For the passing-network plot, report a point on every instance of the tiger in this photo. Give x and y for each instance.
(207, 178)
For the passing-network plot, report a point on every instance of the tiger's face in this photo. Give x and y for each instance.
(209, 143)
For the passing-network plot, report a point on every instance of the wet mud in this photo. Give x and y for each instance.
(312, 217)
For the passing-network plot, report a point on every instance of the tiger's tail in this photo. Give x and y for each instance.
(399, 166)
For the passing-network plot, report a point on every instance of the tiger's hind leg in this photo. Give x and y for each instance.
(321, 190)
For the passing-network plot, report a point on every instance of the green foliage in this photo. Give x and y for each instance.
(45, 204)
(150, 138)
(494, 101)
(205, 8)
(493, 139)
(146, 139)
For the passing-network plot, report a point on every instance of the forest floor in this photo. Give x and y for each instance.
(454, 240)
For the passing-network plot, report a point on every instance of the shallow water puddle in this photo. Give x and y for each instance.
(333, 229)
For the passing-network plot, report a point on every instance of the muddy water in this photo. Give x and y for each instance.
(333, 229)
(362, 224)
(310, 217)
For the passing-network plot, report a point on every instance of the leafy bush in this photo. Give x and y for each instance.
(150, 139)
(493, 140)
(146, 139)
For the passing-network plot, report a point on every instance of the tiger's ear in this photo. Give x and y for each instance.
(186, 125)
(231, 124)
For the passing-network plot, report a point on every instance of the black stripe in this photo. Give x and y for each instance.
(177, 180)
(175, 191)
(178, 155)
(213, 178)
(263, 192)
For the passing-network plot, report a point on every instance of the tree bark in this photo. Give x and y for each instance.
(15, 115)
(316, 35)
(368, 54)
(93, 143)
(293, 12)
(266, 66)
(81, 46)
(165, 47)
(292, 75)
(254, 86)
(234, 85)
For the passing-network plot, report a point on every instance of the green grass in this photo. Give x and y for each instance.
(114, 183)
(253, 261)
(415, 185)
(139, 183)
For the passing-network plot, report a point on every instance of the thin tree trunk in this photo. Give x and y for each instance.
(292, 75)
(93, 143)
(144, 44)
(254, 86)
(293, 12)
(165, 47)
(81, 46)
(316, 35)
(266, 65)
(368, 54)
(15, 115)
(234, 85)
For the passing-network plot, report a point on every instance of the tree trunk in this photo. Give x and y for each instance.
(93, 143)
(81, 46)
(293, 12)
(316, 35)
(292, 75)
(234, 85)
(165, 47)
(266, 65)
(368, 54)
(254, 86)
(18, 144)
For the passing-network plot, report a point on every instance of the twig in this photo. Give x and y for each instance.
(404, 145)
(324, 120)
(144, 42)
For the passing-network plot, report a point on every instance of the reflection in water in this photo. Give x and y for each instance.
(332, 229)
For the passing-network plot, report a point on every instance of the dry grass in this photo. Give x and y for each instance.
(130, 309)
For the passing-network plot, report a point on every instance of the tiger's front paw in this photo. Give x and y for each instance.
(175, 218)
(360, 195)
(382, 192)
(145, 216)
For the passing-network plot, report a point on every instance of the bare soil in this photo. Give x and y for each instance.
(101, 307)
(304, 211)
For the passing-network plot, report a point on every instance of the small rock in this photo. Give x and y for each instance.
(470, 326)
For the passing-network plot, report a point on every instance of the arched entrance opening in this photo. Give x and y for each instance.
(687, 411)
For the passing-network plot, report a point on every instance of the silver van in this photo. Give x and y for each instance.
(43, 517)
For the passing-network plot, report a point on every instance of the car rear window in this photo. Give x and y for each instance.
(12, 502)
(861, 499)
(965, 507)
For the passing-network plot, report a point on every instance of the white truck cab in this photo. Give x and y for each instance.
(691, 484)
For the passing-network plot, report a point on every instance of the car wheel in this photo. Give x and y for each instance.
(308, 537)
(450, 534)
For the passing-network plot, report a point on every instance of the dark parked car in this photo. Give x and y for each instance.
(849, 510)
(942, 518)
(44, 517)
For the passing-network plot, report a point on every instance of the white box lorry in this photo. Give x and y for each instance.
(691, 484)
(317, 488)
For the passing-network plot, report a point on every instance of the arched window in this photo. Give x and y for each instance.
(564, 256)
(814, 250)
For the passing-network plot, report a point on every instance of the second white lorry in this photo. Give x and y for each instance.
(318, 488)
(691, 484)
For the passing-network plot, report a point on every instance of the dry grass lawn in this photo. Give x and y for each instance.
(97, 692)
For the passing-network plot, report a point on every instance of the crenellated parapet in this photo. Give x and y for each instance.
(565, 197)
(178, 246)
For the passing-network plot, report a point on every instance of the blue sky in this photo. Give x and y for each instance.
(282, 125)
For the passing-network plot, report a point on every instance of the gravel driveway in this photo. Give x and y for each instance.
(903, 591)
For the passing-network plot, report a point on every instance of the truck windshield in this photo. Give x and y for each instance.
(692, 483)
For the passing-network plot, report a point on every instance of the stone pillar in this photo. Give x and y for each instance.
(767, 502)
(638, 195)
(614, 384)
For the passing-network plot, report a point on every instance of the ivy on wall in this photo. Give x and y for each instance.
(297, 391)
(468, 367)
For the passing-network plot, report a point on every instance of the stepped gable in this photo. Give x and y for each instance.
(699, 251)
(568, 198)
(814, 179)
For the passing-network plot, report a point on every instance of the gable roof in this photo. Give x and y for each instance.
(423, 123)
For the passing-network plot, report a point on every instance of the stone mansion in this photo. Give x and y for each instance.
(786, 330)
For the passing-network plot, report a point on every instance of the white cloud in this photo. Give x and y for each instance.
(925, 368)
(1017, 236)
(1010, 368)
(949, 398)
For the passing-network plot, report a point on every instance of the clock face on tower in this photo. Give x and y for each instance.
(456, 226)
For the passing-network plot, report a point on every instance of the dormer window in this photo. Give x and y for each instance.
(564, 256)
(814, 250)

• [AIM OF THE EXERCISE] Only the lines from the one holding "of the second" through the end of the listing should be given again, exactly and with both ends included.

• [RESPONSE TO THIS EXERCISE]
For the passing-network plot, report a point on every instance of the second white lorry in this photo. Give x and y for each instance.
(318, 488)
(691, 484)
For the passing-network plot, report a point on every instance of the dry grass lawn in this photo. Give x and y for each instance.
(97, 692)
For the passing-network plot, report a point on every instance of the crenellated parapet in this photo. Give x and y for each instance.
(565, 197)
(178, 246)
For the passing-network plot, report a point on every instance of the blue sky in this photo. Give x and y for each instance.
(282, 125)
For the passing-network plot, report a point on every instance of the gravel driveway in this photo. Give x and y for each instance.
(903, 591)
For the passing-network plot, report a point on every instance of the truck windshield in this photo. Give x and y for each instance.
(692, 483)
For the passing-network plot, report a point on every instance of the stone pillar in this photo. Give x and y for each instance.
(767, 502)
(638, 195)
(614, 384)
For the passing-network plot, report a point on every instance of the ivy on wall in this photo. Give x and y for each instance.
(297, 391)
(468, 367)
For the passing-network plot, report a point on every instance of the stepped gable in this photo. Give x and y for each instance.
(699, 251)
(568, 198)
(814, 179)
For the passing-network plot, report a point on every instance of the gable roof in this photo. Give x and y for each instance.
(423, 123)
For the passing-network plot, report a point on every instance of the stone mansion in this photo. Give x and y for each instance.
(786, 330)
For the passing-network plot, report a point on every instance of the white cloud in this photo. Give x and y for each instance.
(925, 368)
(1017, 236)
(1010, 368)
(949, 398)
For the passing-network plot, report a point on every instance of the clock face on tower in this photo. Give x and y for each instance.
(456, 226)
For the passing-network plot, report a point on every instance of the dormer window in this photo. Give x and y for each instance.
(564, 256)
(814, 250)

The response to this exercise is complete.